=== Passage given ===

* * *

Some of these are made on the same principle as that which has just been described, but differ from it in having a separate head, made of hard and heavy wood. This is deeply cut with barbs; so that the weapon is a more formidable one than that which is made simply from one piece of wood. The head of one of these spears is shown at fig. 7 in the illustration “Heads of Spears,” on page 731.
Several of the spears are perfectly plain, being simply long sticks, pointed at the larger end. These, however, have been scraped very carefully, and seem to have had more pains bestowed upon them than those with more elaborate heads. These spears are about eight feet in length.
Then there are other spears with a variable number of heads, and of variable dimensions. The commonest form of multiheaded spears has either three or four points; but in every other respect, except number, the spear heads are constructed in the same manner. One of these spears, now before me, has a shaft about nine feet in length, and rather more than an inch in diameter at the thickest part, which, as is usual with Australian spears, is just below the head. The wood of which it is made is exceedingly light and porous; but this very quality has unfortunately made it so acceptable to the ptilinus beetles that they have damaged it sadly, and rendered it so brittle that a very slight shock would snap it. Indeed, the shaft of one of them was broken into three pieces by a little child stumbling against it while coming down stairs.
The four points which constitute the head are cut from the gum-tree, the wood of which is hard and durable, and can be trimmed to a very sharp point without danger of breakage. Each of them is twenty inches in length, and they are largest in the middle, tapering slightly at one end so as to permit of their being fastened to the shaft, and being scraped to a fine point at the other end.
On examination I find that the large end of the shaft has been cut into four grooves, in each of which is placed the butt end of one of the points, which is fixed temporarily by black-boy gum. Wedgelike pegs have then been pushed between the points, so as to make them diverge properly from each other, and, when they have assumed the proper position, they have been tightly bound together with cord. A layer of black-boy gum has then been kneaded over the string, so as to keep all firmly together.
So much for the mode of putting on the points, the end of one of which may be seen at fig. 3 in the illustration. My own specimen, however, is better made than that from which the sketch has been taken. The reader will perceive that there is a barb attached to the point, and lashed in its place by string. In my specimen the barb is made of a piece of bone about as long as a skewer, and sharply pointed at both ends. In the example shown in the illustration, the barb merely projects from the side of the point, whereas in my specimen the bone answers the purpose both of point and barb. In order to enable it to take the proper direction, the top of the wooden point is bevelled off, and the piece of bone lashed to it by the middle, so that one end becomes the point of the weapon, and the other end does duty for the barb. Wishing to see how this was done, I have cut away part of the lashings of one of the four points, and have been much struck with the ingenuity displayed by the maker in fastening the bone to the point, so as to make it discharge its double duty. The barbs are all directed inward, so that, when the native makes a stroke at a fish, the slippery prey is caught between the barbs, and held there just as is an eel between the prongs of the spear. The elasticity of the four long points causes them to diverge when they come upon the back of a fish, and to contract tightly upon it, so that the points of the barbs are pressed firmly into its sides.

* * *

=== Dataset rows ===
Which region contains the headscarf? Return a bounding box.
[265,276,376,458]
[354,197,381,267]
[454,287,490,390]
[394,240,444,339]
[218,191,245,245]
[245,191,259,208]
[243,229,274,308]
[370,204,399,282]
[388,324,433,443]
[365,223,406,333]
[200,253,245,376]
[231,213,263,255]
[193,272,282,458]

* * *

=== Given instruction 1 ===
Repeat everything in the passage on spears from "Some of these" down to "feet in length.".
=== Given instruction 2 ===
Shift every bounding-box coordinate in the listing by adding 12 to each number, and write out all lines of the listing again, including the first line.
The listing has no connection to the passage on spears.

=== Complete answer 1 ===
Some of these are made on the same principle as that which has just been described, but differ from it in having a separate head, made of hard and heavy wood. This is deeply cut with barbs; so that the weapon is a more formidable one than that which is made simply from one piece of wood. The head of one of these spears is shown at fig. 7 in the illustration “Heads of Spears,” on page 731.
Several of the spears are perfectly plain, being simply long sticks, pointed at the larger end. These, however, have been scraped very carefully, and seem to have had more pains bestowed upon them than those with more elaborate heads. These spears are about eight feet in length.

=== Complete answer 2 ===
Which region contains the headscarf? Return a bounding box.
[277,288,388,470]
[366,209,393,279]
[466,299,502,402]
[406,252,456,351]
[230,203,257,257]
[257,203,271,220]
[255,241,286,320]
[382,216,411,294]
[400,336,445,455]
[377,235,418,345]
[212,265,257,388]
[243,225,275,267]
[205,284,294,470]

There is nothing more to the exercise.